======== Source

Another argument is the "embedding problem" in which ethical sentences are embedded into more complex sentences. Consider the following examples:

  • Eating meat is not wrong.
  • Is eating meat wrong?
  • I think that eating meat is wrong.
  • Mike doesn't think that eating meat is wrong.
  • I once thought that eating meat was wrong.
  • She does not realize that eating meat is wrong.

Attempts to translate these sentences in an emotivist framework seem to fail (e.g. "She does not realize 'Boo to eating meat!'"). Prescriptivist translations fare only slightly better ("She does not realize that she is not to eat meat"). Even the act of forming such a construction indicates some sort of cognition in the process.

According to some non-cognitivist points of view, these sentences simply assume the false premise that ethical statements are either true or false. They might be literally translated as:

  • "Eating meat is wrong" is a false statement.

================

§ **Stated problem**
Please transcribe the part of the passage on the embedding problem that opens with the words containing "Another argument is" and closes with "doesn't think that eating meat is wrong.". The lines play no part in this work.

======== Entries shown

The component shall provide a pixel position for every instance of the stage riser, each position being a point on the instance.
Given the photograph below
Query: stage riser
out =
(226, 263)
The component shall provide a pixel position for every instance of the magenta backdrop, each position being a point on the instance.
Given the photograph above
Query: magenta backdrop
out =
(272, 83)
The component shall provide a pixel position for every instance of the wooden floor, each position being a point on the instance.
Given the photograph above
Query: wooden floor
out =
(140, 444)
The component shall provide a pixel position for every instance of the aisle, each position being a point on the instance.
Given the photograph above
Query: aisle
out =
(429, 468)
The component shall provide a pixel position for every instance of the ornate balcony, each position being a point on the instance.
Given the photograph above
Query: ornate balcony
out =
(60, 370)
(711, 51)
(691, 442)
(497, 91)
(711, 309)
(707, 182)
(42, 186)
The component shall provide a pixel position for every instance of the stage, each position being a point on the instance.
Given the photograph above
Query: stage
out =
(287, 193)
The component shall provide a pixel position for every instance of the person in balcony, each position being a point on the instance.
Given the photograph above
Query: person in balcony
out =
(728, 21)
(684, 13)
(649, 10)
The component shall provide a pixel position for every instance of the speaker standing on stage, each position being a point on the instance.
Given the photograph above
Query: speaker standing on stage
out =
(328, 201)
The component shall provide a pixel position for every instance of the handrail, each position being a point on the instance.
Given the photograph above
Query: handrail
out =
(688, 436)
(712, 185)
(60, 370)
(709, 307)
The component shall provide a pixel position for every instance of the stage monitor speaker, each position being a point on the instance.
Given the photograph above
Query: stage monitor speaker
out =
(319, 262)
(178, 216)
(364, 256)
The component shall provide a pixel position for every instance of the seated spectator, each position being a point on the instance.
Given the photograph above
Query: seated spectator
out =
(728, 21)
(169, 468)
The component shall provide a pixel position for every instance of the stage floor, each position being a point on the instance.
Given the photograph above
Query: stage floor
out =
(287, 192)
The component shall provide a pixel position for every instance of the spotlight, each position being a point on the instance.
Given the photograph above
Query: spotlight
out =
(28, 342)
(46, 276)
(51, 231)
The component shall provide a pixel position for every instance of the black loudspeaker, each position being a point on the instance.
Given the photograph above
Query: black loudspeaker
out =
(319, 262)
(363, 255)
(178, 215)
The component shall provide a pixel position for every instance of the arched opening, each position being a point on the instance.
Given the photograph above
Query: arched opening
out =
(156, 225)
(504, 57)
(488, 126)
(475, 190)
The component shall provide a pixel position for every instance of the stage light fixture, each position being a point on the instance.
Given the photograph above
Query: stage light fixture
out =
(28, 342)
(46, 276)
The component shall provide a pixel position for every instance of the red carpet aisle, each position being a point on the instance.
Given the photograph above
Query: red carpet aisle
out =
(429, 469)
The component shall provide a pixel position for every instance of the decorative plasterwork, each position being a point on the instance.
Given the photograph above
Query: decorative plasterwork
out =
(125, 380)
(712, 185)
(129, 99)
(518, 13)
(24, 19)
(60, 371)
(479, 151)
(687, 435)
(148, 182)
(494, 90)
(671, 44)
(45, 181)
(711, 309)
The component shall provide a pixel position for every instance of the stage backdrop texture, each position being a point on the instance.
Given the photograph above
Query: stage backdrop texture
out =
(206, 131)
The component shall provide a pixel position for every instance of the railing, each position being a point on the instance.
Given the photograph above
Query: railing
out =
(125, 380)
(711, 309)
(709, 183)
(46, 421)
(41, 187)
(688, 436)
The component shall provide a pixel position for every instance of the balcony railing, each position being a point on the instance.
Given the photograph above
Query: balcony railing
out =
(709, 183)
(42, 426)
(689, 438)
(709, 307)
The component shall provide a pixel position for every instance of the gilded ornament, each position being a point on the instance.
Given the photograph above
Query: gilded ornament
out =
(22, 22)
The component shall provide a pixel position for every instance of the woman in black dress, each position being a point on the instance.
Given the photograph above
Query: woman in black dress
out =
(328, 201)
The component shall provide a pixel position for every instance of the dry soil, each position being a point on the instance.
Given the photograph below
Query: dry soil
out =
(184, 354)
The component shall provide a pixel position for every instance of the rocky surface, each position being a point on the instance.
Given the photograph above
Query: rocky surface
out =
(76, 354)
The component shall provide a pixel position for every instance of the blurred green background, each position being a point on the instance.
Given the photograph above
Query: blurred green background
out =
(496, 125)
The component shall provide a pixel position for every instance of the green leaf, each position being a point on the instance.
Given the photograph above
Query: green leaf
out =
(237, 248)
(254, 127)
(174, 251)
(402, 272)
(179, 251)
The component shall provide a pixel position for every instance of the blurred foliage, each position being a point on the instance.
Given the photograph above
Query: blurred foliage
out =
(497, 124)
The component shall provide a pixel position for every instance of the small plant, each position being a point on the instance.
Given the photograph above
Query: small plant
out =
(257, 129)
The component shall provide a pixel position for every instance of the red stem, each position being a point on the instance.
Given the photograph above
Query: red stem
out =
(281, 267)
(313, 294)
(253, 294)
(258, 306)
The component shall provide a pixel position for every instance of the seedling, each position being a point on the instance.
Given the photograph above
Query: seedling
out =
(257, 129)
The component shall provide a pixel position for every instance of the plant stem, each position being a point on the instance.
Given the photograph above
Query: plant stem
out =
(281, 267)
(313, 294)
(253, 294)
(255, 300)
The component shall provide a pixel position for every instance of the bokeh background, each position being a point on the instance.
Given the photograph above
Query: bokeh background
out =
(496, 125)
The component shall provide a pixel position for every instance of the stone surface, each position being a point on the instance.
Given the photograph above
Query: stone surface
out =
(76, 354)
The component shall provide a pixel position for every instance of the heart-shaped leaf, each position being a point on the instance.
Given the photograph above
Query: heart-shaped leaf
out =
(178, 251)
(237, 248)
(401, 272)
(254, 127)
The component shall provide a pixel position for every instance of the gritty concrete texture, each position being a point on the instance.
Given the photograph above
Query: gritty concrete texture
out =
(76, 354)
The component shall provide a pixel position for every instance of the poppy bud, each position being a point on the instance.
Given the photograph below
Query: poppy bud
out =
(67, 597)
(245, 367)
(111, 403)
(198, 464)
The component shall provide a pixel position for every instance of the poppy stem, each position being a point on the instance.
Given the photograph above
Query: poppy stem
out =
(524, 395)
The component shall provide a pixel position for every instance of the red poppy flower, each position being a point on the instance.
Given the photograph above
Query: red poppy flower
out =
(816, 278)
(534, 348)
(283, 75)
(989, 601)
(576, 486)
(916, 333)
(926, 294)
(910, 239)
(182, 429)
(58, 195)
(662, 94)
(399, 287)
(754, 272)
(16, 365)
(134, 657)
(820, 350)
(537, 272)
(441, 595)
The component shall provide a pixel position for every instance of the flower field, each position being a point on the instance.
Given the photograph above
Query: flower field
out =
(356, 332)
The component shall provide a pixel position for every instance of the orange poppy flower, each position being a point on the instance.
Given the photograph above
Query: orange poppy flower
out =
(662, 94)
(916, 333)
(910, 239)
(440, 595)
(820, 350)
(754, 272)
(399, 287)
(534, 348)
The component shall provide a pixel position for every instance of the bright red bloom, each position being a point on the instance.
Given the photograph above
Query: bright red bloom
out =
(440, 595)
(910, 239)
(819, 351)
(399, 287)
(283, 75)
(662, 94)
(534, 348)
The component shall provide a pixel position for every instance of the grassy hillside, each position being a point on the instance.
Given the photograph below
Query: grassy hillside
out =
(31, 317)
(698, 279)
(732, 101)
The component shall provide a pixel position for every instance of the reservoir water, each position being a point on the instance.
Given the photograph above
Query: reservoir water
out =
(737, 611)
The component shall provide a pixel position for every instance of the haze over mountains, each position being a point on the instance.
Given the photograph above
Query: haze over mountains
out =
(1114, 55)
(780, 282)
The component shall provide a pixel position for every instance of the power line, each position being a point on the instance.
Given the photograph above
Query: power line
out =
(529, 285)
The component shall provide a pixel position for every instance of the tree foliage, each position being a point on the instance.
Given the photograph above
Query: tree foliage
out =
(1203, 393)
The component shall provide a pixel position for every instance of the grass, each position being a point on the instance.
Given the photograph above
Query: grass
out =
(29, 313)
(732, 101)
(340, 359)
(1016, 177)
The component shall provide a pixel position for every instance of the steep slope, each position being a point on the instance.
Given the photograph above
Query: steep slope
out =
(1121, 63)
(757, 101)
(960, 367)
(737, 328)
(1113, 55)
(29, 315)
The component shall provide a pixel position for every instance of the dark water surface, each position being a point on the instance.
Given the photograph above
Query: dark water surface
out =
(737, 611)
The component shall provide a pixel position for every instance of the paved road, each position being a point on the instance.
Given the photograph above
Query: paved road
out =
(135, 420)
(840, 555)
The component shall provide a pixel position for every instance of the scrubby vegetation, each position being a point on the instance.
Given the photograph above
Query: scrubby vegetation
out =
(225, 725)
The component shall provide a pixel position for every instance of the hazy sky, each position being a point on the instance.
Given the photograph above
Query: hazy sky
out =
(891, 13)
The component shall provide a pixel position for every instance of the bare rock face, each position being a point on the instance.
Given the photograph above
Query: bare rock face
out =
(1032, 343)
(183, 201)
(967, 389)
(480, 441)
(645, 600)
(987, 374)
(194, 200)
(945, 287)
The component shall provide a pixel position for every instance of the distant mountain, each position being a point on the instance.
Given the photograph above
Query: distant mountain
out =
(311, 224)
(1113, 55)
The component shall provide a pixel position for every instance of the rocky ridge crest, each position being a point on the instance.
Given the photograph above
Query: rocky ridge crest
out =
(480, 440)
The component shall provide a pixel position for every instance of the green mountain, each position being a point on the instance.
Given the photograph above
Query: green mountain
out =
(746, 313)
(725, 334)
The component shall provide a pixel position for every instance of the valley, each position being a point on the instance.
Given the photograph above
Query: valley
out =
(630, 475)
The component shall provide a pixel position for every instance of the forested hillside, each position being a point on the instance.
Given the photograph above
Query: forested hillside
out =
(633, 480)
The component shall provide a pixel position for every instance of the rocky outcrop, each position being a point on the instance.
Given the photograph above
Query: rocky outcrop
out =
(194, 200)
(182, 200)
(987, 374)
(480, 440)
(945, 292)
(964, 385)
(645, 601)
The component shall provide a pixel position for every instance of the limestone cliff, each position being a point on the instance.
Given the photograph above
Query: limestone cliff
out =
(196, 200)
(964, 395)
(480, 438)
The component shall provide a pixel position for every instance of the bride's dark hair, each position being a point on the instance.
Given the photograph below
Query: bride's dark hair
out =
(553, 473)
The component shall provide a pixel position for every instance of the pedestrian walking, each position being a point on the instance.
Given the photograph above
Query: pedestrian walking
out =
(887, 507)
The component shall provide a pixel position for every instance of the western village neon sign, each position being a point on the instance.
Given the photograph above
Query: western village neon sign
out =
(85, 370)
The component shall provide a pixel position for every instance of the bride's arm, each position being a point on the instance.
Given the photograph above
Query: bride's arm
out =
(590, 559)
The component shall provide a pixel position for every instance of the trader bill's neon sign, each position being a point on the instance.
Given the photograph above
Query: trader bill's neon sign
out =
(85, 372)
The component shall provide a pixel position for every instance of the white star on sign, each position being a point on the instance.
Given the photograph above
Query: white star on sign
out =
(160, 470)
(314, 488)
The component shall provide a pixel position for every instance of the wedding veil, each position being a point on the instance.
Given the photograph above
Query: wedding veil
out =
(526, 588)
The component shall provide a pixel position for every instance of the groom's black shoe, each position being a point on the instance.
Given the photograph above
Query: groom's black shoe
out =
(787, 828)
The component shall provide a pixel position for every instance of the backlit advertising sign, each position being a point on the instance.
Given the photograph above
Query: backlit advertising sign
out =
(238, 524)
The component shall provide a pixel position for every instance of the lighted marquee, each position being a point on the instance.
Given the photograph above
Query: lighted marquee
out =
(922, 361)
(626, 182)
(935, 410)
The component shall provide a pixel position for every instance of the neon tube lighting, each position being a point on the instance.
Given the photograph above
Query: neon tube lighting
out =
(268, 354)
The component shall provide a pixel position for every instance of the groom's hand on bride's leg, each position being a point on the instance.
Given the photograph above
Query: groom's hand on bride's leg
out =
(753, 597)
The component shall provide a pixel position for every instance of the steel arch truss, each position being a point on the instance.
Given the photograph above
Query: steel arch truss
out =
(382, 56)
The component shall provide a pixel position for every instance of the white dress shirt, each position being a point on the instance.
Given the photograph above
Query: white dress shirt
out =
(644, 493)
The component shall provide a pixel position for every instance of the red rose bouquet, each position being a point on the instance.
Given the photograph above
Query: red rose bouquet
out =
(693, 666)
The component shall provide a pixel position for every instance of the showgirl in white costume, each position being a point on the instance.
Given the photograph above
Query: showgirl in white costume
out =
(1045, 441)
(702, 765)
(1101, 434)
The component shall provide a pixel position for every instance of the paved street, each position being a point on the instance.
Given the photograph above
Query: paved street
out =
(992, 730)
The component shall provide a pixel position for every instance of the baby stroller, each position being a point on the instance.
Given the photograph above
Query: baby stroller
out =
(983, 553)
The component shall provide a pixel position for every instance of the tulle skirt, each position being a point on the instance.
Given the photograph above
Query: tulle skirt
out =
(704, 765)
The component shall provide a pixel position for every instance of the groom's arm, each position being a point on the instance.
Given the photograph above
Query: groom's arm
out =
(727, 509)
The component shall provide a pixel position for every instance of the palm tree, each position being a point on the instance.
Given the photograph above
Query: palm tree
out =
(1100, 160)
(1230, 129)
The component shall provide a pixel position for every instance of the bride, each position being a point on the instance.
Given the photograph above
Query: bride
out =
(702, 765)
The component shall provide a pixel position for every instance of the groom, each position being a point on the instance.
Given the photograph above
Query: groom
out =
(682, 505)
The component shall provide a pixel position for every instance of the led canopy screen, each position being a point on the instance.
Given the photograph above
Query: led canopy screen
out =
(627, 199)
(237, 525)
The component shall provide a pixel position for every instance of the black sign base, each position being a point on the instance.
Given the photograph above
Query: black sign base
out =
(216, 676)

================

§ **Result of the task**
Another argument is the "embedding problem" in which ethical sentences are embedded into more complex sentences. Consider the following examples:

  • Eating meat is not wrong.
  • Is eating meat wrong?
  • I think that eating meat is wrong.
  • Mike doesn't think that eating meat is wrong.